» WRITTEN PROBLEM
Copy out everything from the line containing "Task: point to every instance of the alpine" down to the end of the records, character for character.
Begin DATA
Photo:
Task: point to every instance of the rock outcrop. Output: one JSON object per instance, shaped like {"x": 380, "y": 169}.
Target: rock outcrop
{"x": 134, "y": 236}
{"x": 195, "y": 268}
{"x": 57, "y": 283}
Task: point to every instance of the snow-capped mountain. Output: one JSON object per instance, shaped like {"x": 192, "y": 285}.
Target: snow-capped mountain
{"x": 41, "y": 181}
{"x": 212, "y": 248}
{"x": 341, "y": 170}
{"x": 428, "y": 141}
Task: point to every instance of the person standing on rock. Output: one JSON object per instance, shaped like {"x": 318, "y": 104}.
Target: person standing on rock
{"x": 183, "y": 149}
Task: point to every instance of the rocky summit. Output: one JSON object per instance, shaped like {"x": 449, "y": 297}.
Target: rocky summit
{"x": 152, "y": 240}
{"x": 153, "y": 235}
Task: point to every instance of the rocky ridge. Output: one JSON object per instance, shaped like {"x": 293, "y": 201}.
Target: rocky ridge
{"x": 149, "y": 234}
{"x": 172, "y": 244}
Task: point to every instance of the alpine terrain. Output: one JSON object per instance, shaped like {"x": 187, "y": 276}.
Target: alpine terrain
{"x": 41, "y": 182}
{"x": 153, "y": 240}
End DATA
» RESULT OF THE EXERCISE
Task: point to every instance of the alpine terrain. Output: one JSON object per instance, shaped like {"x": 187, "y": 276}.
Target: alpine terrain
{"x": 41, "y": 182}
{"x": 153, "y": 240}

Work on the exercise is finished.